_About this task_
Reproduce everything from the line that contains "Objective: a point on each instance of the eyeglasses in" down to the line that contains "Objective: a point on each instance of the eyeglasses on" in the listing below, word for word and nothing more. Leave the pictures out.

______

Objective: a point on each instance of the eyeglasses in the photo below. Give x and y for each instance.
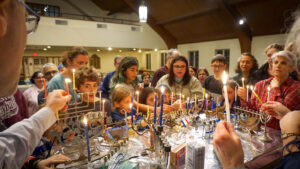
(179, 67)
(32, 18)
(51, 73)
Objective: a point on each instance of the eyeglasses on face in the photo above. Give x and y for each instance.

______

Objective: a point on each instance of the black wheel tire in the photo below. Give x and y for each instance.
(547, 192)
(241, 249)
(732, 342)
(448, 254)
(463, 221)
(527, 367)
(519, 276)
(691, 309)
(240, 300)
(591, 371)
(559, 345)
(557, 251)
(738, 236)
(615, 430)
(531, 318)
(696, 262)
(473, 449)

______

_Answer to the problem_
Objective: a point on each instance of the eyeglasses in the photo below. Give x and y for each instance.
(179, 67)
(32, 18)
(51, 73)
Objective: a point on each instance of the eyeglasses on face in the photo above. Give x and y for each instance.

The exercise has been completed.